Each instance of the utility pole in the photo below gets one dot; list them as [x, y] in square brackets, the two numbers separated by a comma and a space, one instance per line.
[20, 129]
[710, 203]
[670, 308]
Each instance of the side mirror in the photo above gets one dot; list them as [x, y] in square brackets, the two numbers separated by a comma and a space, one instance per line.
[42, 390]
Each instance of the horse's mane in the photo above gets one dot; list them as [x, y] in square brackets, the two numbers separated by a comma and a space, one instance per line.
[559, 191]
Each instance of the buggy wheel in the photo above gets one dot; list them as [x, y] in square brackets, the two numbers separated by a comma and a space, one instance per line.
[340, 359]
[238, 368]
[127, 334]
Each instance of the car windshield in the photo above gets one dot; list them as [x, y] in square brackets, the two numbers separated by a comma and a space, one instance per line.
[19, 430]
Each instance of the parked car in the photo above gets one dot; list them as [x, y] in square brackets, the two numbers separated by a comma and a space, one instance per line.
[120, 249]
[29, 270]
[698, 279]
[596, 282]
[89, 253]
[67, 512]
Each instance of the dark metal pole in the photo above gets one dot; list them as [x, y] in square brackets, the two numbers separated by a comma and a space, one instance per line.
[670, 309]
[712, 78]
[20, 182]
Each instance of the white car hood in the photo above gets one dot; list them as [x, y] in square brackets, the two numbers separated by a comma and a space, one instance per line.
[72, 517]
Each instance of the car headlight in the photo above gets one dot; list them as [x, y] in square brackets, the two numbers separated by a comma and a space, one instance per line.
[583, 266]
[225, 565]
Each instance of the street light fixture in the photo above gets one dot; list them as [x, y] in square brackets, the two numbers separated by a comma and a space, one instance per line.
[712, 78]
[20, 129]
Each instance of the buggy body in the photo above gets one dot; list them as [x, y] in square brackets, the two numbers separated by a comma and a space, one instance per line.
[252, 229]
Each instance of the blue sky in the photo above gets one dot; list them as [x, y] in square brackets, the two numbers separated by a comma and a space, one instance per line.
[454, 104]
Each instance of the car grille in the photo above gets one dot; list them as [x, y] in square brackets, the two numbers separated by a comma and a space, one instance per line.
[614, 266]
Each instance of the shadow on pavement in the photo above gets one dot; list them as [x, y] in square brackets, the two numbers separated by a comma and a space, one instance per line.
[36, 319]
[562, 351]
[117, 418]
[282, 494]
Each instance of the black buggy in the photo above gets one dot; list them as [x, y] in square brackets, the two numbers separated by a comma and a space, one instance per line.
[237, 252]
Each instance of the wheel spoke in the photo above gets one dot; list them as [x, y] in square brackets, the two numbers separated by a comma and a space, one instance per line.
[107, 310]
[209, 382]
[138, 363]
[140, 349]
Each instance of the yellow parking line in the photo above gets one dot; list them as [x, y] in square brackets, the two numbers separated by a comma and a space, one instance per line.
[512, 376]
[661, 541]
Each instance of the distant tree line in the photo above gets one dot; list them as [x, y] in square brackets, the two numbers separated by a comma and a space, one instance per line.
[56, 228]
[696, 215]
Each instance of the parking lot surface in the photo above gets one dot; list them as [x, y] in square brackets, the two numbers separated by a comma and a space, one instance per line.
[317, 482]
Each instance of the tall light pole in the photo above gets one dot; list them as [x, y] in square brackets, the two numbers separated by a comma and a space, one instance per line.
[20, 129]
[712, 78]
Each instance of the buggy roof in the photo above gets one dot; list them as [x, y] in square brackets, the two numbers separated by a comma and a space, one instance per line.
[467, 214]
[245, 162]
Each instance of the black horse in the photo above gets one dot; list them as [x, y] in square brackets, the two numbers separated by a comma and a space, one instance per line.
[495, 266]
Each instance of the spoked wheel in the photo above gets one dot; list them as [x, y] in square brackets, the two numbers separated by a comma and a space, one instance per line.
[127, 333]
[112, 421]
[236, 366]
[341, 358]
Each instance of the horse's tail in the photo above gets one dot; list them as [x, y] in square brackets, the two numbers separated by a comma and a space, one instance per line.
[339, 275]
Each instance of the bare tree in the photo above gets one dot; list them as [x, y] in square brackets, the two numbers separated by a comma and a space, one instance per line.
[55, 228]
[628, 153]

### What you will do
Line by line, copy the data above exactly as it reads.

### Exercise output
Each instance of the utility pole in the photo below gets one dot; list them as [x, y] in square brackets, the two numbers separated by a comma and a space, one instance per line.
[20, 129]
[710, 203]
[670, 308]
Each instance of the side mirror in the photo above gets one dot; list them as [x, y] in square brackets, the two numbers separated by a comma and a space, one instance per line.
[42, 390]
Each instance of the horse's mane in the photo above gets one dot; list them as [x, y] in square brackets, the two numbers separated by a comma and a space, one instance per line.
[559, 191]
Each instance of the buggy wheel in the photo above gets one dot; list them as [x, y] in square brackets, the two numbers separated by a comma and a space, one instance per line.
[340, 359]
[238, 368]
[127, 334]
Each instance of the car windshield in the photo above gets one dot; list them as [x, y] in square brackets, the two numbers separated by a comma and a space, one instance per line.
[19, 430]
Each instance of the parked car in the photo above gets one dot; list them as [x, y] in square brackets, the two numbers separated by a comma and a space, one instance per line.
[120, 249]
[29, 270]
[698, 279]
[596, 282]
[89, 253]
[67, 512]
Each instance of the dark metal pole in the photo above gets one dot; list them as [x, y] in square brackets, the two numbers separated by a comma and a space, one instance per line.
[670, 309]
[712, 78]
[20, 182]
Each instance of the white car hood in the photo above gets one dot; list them as [x, y] in square brackets, the two numbers separated by a comma and a space, one instance per line.
[72, 517]
Each instance of the car headlight in the photo above gets one dot; list them as [x, y] in square brackets, the two numbers separated by a comma and a space, one instance per line.
[583, 266]
[225, 565]
Each instance of the street light fixture in the photo above gets one dot; list them as [x, y] in square brackets, the two numbers separated by a comma and a space, one instance per line.
[712, 78]
[20, 129]
Each instance of the buggy body in the photo above gets one dot; list them as [x, y] in square brackets, the two numbers separated by a comma and a space, one instance per line.
[252, 229]
Each instance of the blue sky in the photo above gets one dot; list them as [x, y] in square brackets, the two numbers separated by a comma and a space, one instance per line.
[454, 104]
Each instance of the car grille in the photo above gets one dot; list them as [x, y] in square brackets, the two numbers separated by a comma and a space, one instance per line.
[614, 266]
Each instance of the shadow on pavement in the photo above gets one dot; list them as [x, y] in square brackets, the two numbers separated by a comma and a space, one instance per line.
[36, 319]
[562, 351]
[117, 418]
[282, 494]
Each instance of the black buggy in the photo above gets one dot; list them as [x, y] in square brackets, the two numbers separated by a comma and a space, one instance per line.
[237, 252]
Each instance of the wheel spoke in the photo above gets one dot; list them as [x, y] in square brackets, the two numbers separated by a comma and a space, one instance per line.
[107, 310]
[209, 382]
[138, 363]
[140, 349]
Each instance of the yellow parking line in the photo above gets one dot; list them as [x, y] in square brackets, the two numbers separated by a comma and a space, one instance per line.
[512, 376]
[661, 541]
Each instance of the distant tree line in the photo above gets one dot; list them as [x, y] in square brackets, the two numbers separated by a comma and a space, one instance per line.
[56, 228]
[696, 215]
Each instance of the parking lot surface in the photo above gets one dot; list them as [x, y] in square brackets, the two numbers separated by a comma and a space, one instance per line.
[317, 482]
Each instance of the tall light pole in the photo above gets one dot; list them as [x, y] in square brackets, the two numbers separated by a comma and a space, one instance per line.
[20, 129]
[712, 78]
Each instance of the buggy roof in the photo above gets one dot; list them as [x, y] in square brackets, the two numbers separated by a comma and a space, one instance per line.
[467, 214]
[245, 162]
Each instance of the black horse in the photo above gets one dot; list them as [x, y] in square brackets, the two numbers separated by a comma and a space, one instance per line.
[495, 266]
Each instance of the spoked wheel in the photo above gets one dot; list them as [x, y] in square brackets, the two numbers separated by a comma and a space, one instance per line.
[127, 333]
[112, 421]
[236, 366]
[341, 358]
Each instance of the horse's tail in the photo above gets one dot; list them as [x, y] in square brackets, the two numbers separated by a comma and a space, one instance per line.
[339, 275]
Each instance of the bare tree in the photo above gets one dot; list them as [x, y] in square brackets, the two numbers separated by a comma and a space, one instance per line.
[55, 228]
[628, 153]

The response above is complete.